Consignes.
a: Dans le texte sur la fiscalité des primes d'option, quel est le nom du Rapporteur public dont les conclusions éclairent le raisonnement du Conseil d'Etat ?
b: Recopiez, dans le texte sur la fiscalité des primes d'option, le passage allant de « Le Conseil d’Etat annule » à « aux primes (2). ».
c: Reprenez le texte sur la fiscalité des primes d'option à la suite de sa dernière phrase.

Sur pourvoi de l’administration, le Conseil d’Etat[3]  juge que :

  • il résulte des dispositions de l’article 38-6-1° du CGI, qui, expressément constitutives d’une exception, doivent être interprétées strictement, que les pertes ou profits sur contrats d’option en cours à la date de la clôture de l’exercice s’entendent de la seule marge déficitaire – pour le vendeur de l’option – ou bénéficiaire – pour l’acheteur de l’option – qui résulterait de l’exercice à cette date de l’option, c’est-à-dire de l’écart négatif ou positif constaté, le jour de la clôture, entre la valeur d’exercice convenue et le cours de l’actif sous-jacent ;
  • pour l’application de l’article 38-6-3° du CGI, le montant des gains non encore imposés sur contrat d’option s’entend aussi de la marge bénéficiaire qui résulterait du contrat d’option. Dès lors, et indépendamment du point de savoir à quel exercice doit être rattachée la charge correspondante pour l’acheteur de l’option, ce montant ne s’établit pas sous déduction de la prime versée par celui-ci en contrepartie de l’acquisition de l’option.

Le Conseil d’Etat annule pour erreur de droit l’arrêt de la cour administrative d’appel de Versailles et lui renvoie l’affaire au fond. Si le Conseil d’Etat a clairement exclu les primes du calcul du gain latent (1), il a expressément réservé le traitement fiscal à réserver aux primes (2).

Les primes d’option ne peuvent pas être prises en compte pour le calcul du gain latent

Pour comprendre le raisonnement suivi par le Conseil d’Etat, il est nécessaire de se reporter aux conclusions du Rapporteur public Romain Victor qui indique qu’eu égard aux travaux parlementaires de la loi sur l’épargne de 1987 et à l’objectif du législateur, la seule lecture possible de la notion de « gains non encore imposés » mentionnés à l’article 38-6-3° du CGI ne peut désigner que le « profit (…) résultant de l’exécution de contrats à terme d’instruments financiers en cours à la clôture de l’exercice » mentionné à l’article 38-6-1°, c’est-à-dire les gains latents sur contrats à terme, qui sont pourtant imposables et imposés au titre de l’exercice à la clôture duquel ils sont en cours. Il faut alors retenir la notion de « gains latents » visée à l’article 38-6-1°, lequel prévoit qu’il s’agit du profit résultant de l’exécution des contrats. Or, le Rapporteur public relève que dans son sens ordinaire, l’exécution d’un contrat n’est pas la conclusion du contrat ; c’est l’achat ou la vente du sous-jacent. Les « gains non encore imposés » ne peuvent selon lui équivaloir qu’à ce que l’on désigne sous l’expression de « valeur intrinsèque » de l’option, c’est-à-dire la différence, calculée à la clôture de l’exercice, entre le cours du sous-jacent et le prix d’exercice (pour une option d’achat) ou entre le prix d’exercice et le cours du sous-jacent (pour une option de vente), le montant de la prime étant étranger à ce calcul.

Données brutes.
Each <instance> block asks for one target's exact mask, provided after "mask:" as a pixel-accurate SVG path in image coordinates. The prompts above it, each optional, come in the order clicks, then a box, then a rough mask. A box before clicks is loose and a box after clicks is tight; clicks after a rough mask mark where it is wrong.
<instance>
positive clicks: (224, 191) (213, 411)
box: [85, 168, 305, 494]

Réponses numérotées.
a: Romain Victor.

b:
Le Conseil d’Etat annule pour erreur de droit l’arrêt de la cour administrative d’appel de Versailles et lui renvoie l’affaire au fond. Si le Conseil d’Etat a clairement exclu les primes du calcul du gain latent (1), il a expressément réservé le traitement fiscal à réserver aux primes (2).

c:
Ce raisonnement, qui heurte la logique économique, surprend. A front renversé, la solution retenue par le Conseil d’Etat devrait logiquement aboutir à ce que la provision liée au risque de perte de la prime soit pleinement déductible, puisque la prime n’est pas liée à l’exécution du contrat. Plus fondamentalement, le lien recherché par le Rapporteur public entre le 1° et le 3° de l’article 38-6 du CGI apparaît en contradiction avec l’objet même du texte. En effet, en présence de positions symétriques, c’est uniquement lorsque l’une des positions n’est pas évaluée au cours du jour sur la base de l’article 38-6-1° que se pose un problème de gain latent non encore imposé, et que l’article 38-6-3° joue véritablement conformément à l’intention du législateur. Le 1° et le 3° sont donc par essence indépendants.

Les primes d’option devraient être déductibles immédiatement ou au couru

L’affaire Deutsche Bank ne se limitera toutefois pas à la seule question du calcul du gain latent au sens de l’article 38-6-3°. En effet, le Conseil d’Etat a expressément réservé la question de savoir à quel exercice devait être rattachée la prime d’option supportée par l’acheteur.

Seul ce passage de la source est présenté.